Reproduce all of the records below word for word, leaving out the pictures.

Object position labeling records:
═══

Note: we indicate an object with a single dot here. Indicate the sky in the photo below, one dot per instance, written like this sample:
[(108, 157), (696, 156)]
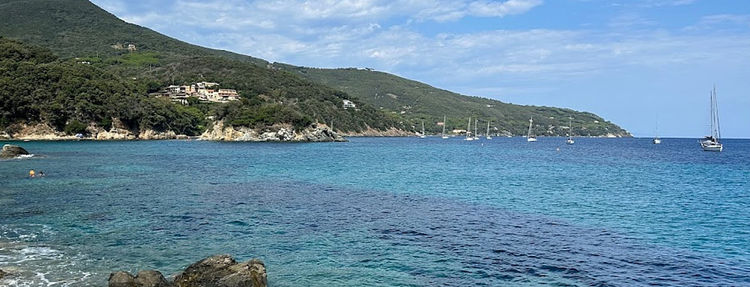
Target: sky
[(646, 65)]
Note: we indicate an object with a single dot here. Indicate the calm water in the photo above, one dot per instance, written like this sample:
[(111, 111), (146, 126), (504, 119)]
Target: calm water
[(384, 212)]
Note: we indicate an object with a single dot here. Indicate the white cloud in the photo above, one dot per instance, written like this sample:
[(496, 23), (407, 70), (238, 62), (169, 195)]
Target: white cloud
[(500, 9)]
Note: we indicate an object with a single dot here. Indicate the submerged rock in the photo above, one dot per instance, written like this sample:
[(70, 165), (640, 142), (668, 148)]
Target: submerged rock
[(151, 278), (214, 271), (11, 151), (223, 271), (121, 279), (275, 133)]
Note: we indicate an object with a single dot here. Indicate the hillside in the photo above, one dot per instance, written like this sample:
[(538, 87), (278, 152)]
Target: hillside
[(80, 29), (417, 101), (83, 33)]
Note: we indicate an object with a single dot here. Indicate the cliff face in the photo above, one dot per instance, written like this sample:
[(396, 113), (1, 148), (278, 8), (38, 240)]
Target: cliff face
[(275, 133), (370, 132), (118, 131)]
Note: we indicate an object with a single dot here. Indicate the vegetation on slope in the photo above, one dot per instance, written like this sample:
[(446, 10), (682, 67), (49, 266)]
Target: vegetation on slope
[(83, 33), (418, 102), (77, 29), (39, 87)]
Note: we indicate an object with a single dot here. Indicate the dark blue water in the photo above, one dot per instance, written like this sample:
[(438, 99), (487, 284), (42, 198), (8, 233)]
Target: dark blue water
[(384, 211)]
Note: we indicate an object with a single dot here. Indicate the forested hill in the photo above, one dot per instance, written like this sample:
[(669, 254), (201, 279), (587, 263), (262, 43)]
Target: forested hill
[(78, 29), (417, 101), (88, 38)]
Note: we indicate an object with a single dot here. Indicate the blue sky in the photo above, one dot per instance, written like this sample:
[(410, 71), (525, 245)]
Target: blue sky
[(633, 62)]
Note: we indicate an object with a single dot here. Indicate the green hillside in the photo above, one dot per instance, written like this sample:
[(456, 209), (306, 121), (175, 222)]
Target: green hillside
[(78, 28), (81, 32), (272, 93), (417, 101)]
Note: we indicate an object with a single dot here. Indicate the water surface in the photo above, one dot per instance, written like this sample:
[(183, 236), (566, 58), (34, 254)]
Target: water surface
[(384, 211)]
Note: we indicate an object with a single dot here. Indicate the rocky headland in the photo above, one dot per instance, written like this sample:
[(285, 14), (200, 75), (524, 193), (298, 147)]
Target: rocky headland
[(11, 151), (276, 133), (217, 132), (214, 271)]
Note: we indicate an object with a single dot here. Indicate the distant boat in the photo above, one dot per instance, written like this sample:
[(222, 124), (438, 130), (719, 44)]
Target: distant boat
[(468, 132), (422, 135), (444, 136), (570, 132), (476, 123), (711, 143), (529, 136), (656, 139), (488, 131)]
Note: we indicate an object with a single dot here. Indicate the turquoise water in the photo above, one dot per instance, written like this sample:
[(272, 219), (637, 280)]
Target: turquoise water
[(383, 211)]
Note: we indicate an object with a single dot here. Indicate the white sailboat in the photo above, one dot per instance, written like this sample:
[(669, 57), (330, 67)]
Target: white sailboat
[(656, 139), (444, 136), (570, 132), (488, 131), (529, 136), (422, 135), (468, 132), (711, 143)]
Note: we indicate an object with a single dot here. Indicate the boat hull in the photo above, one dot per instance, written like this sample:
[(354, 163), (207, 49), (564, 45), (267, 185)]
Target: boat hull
[(712, 146)]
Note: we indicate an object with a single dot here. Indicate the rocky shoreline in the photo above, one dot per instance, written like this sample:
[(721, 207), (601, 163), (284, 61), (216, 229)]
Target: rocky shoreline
[(217, 132), (213, 271)]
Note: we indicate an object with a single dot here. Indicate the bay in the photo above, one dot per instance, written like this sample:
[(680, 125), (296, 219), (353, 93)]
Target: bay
[(383, 211)]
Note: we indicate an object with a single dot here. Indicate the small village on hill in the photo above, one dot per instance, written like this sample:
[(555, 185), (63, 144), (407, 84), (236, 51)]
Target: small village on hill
[(201, 90)]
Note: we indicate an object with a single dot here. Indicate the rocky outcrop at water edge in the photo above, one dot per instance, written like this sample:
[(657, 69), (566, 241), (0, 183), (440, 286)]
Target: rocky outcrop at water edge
[(276, 133), (214, 271), (11, 151)]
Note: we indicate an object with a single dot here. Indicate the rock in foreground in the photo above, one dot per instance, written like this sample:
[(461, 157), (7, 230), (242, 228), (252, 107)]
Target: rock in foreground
[(11, 151), (214, 271)]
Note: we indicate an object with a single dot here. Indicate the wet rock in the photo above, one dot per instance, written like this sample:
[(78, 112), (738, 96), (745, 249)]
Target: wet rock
[(121, 279), (223, 271), (11, 151), (151, 278)]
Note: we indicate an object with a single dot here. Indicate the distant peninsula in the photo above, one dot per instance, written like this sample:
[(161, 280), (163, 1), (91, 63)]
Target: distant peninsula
[(71, 70)]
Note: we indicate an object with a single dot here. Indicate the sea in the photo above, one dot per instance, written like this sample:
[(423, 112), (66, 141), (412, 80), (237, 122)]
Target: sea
[(383, 211)]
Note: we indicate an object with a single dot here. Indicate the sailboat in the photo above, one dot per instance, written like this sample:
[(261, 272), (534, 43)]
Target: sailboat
[(656, 139), (529, 136), (444, 136), (570, 132), (422, 135), (488, 131), (468, 132), (476, 123), (711, 143)]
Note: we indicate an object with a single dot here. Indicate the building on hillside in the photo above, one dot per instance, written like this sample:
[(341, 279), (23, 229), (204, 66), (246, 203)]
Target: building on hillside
[(200, 90), (349, 104), (226, 95), (206, 84)]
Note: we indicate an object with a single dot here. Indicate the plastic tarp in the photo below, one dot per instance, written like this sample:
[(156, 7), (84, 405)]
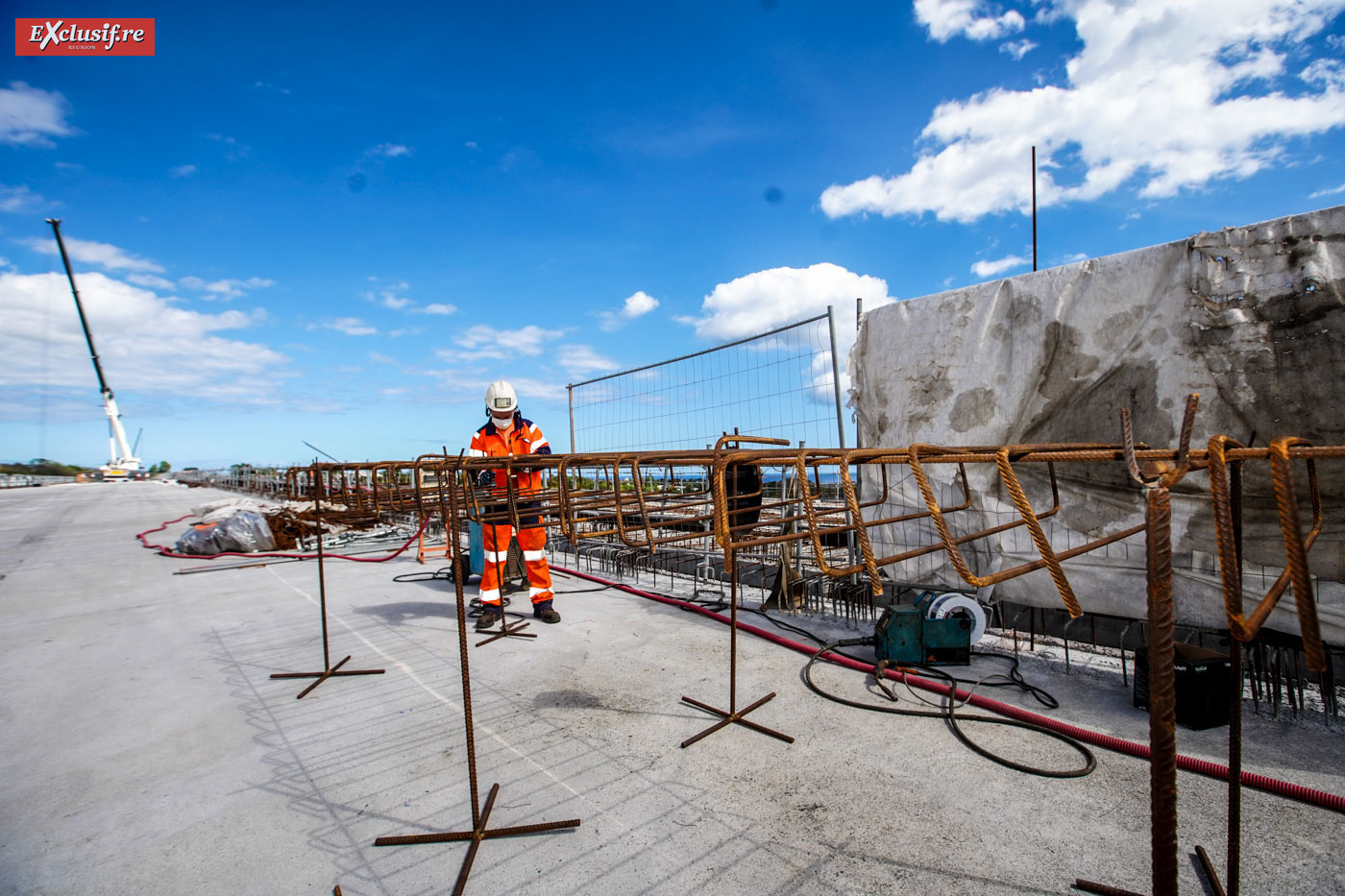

═══

» **RESPONSE FOR THIS EXERCISE**:
Note: we indicate an object with a single dot here. Indicate the sky in the photo below, one dot per instance, written like this sample:
[(108, 157), (696, 156)]
Target: sky
[(646, 65)]
Note: we indicate an object with a single dot here. Indicate the calm water in the photo above, one dot per instance, written like this sample:
[(111, 111), (146, 126), (504, 119)]
Target: calm water
[(384, 212)]
Note: we indicate an object with a single dot here. Indicate the white cloud in the photo above, one dot per instance, written like this sample:
[(496, 23), (407, 70), (238, 62), (169, 195)]
Target: white cloud
[(500, 9)]
Note: we indicate an object with a single dot here. Indicate the submerged rock in the photo above, one dot per instance, written like this sample:
[(70, 165), (640, 142), (668, 148)]
Target: submerged rock
[(151, 278), (214, 271), (11, 151), (223, 271), (121, 279), (275, 133)]
Note: we indicate an object with a single dot here. Indicate the hillside in the photo above, one dot per instance, written like this sample:
[(538, 87), (278, 152)]
Target: hillside
[(80, 29), (417, 101), (83, 33)]
Note: we indicate an object with a single dot here. Indicate the cliff face in the photo above, one dot per instance, written like this sample:
[(396, 113), (1, 148), (278, 8), (38, 240)]
Target: cliff face
[(275, 133), (370, 132), (118, 131)]
Note: we indicate an object with a single dot here. Indicate the vegetation on slope in the photo above, one dot per instance, written like this sample:
[(446, 10), (682, 67), (49, 266)]
Target: vegetation on slope
[(83, 33), (418, 102), (77, 29), (39, 87)]
Note: we indicate an object with a single dot here. Indicate the dark blue water in the photo above, one dot per instance, written like this sample:
[(438, 99), (487, 284), (42, 198), (8, 233)]
Target: dark blue water
[(384, 211)]
Note: we indicate an object with a single dot here. Indicate the forested hill in the photo above, one dot per instance, written like this sample:
[(669, 254), (201, 279), (587, 263), (262, 43)]
Target: forested hill
[(78, 29), (417, 101), (88, 38)]
Note: we indicate an object with a single dot here. Indicate the blue sky in the photo above, one dot per instance, written like this sample:
[(410, 71), (525, 245)]
Target: blue sky
[(633, 62)]
Note: we indicate an object with a single dot here. Indicate the green hillside in the photo above, one dot per instance, written like this sample:
[(456, 209), (306, 121), (175, 222)]
Target: green hillside
[(78, 28), (81, 32), (272, 93), (417, 101)]
Note: we indicate an object with a single dot here. Indicate the water surface in the photo above, one dot per instance, written like this sample:
[(183, 236), (566, 58), (34, 254)]
Target: water surface
[(384, 211)]
Note: we indicate an object with a single dot here. Indicate the rocky headland in the photo above, one dot per instance, written like this sample:
[(285, 14), (200, 75), (524, 193), (298, 147)]
Target: rocky headland
[(11, 151), (276, 133), (217, 132), (214, 271)]
Note: we indicate an object with a single dot here. Indicate the distant boat in the photo above, one dot per instance, written like this sample:
[(222, 124), (438, 130), (719, 44)]
Target: distant boat
[(468, 132), (422, 135), (444, 136), (570, 132), (476, 123), (711, 143), (529, 136), (656, 139), (488, 131)]
Note: we indicate an object with a single dot here. Indicate the turquoise water in the photo above, one dot per instance, written like this sample:
[(272, 219), (637, 280)]
Target: turquoise water
[(383, 211)]
Note: we indicate an object with a single dot here. Indicate the white sailboat in the photo above, one dot per instance, written like this sample:
[(669, 57), (330, 67)]
Target: white sailboat
[(656, 139), (444, 136), (570, 132), (488, 131), (529, 136), (422, 135), (468, 132), (711, 143)]
Note: we indicate an object with a single dot here. Indicate the boat hull in the photo above, one dot per instance, written like this sample:
[(354, 163), (207, 49), (564, 45), (267, 185)]
Target: boat hull
[(712, 146)]
Note: we indicate an object with a single dot here. Indicate the rocky shoreline in the photo above, one dot per instance, written like this sample:
[(721, 207), (601, 163), (284, 61), (216, 229)]
Target: rocky shoreline
[(217, 132), (213, 271)]
Note: we indicate an object with a single dot here. Indicate the bay in the photo above, one dot per instance, written like this sample:
[(680, 125), (296, 219), (353, 93)]
Target: bay
[(383, 211)]
Note: we indicate an object with a single dot here. Indicate the small village on hill in the photo above, one dot per instance, written like this sample:
[(555, 185), (63, 144), (407, 84), (236, 51)]
Target: small village on hill
[(201, 90)]
Note: we indicate an object with a single dot here. Indicate the rocky outcrop at water edge in the photo above, one dot per instance, written like this sample:
[(657, 69), (566, 241), (0, 183), (440, 286)]
Target: rocky outcrop at water edge
[(276, 133), (214, 271), (11, 151)]
Note: we indicate an object with a single dot here. Indicate the rock in foreground in the photo above, one dot per instance, written like this sample:
[(461, 157), (7, 230), (242, 228), (252, 107)]
Target: rock in foreground
[(11, 151), (214, 271)]
Note: we indicate an object with a single dot here. Indicate the wet rock in the photo above, one dot per instance, written like this sample:
[(78, 112), (738, 96), (745, 249)]
Target: wet rock
[(121, 279), (223, 271), (11, 151), (151, 278)]
Note: we indicate an object with a single dot here. Indicate the distant peninsula in the photo above, one dot per instance, written like this sample:
[(161, 280), (163, 1), (91, 63)]
Target: distant peninsula
[(71, 70)]
Note: we indicate an object with a single dot here. Indicate the sea in the photo above, one dot per instance, written like this sample:
[(423, 112), (66, 141), (412, 80), (237, 122)]
Target: sea
[(383, 211)]
Note: we indicate an object with a single dot here. Indicate the sailboat in the photo above, one dot per instance, written like this sample:
[(261, 272), (534, 43)]
Target: sailboat
[(656, 139), (529, 136), (444, 136), (570, 132), (422, 135), (488, 131), (468, 132), (476, 123), (711, 143)]
Note: we indicate an object with a single dot here. Indicate the building on hillside in the photo above, one dot per instance, written like this sample:
[(341, 279), (23, 229), (204, 66), (246, 203)]
Target: building on hillside
[(200, 90), (349, 104), (226, 95), (206, 84)]
Note: we indicate an object with a single dot here. Indicate the plastic tarp in the photo below, one dot per instance, written like this sample:
[(156, 7), (84, 405)]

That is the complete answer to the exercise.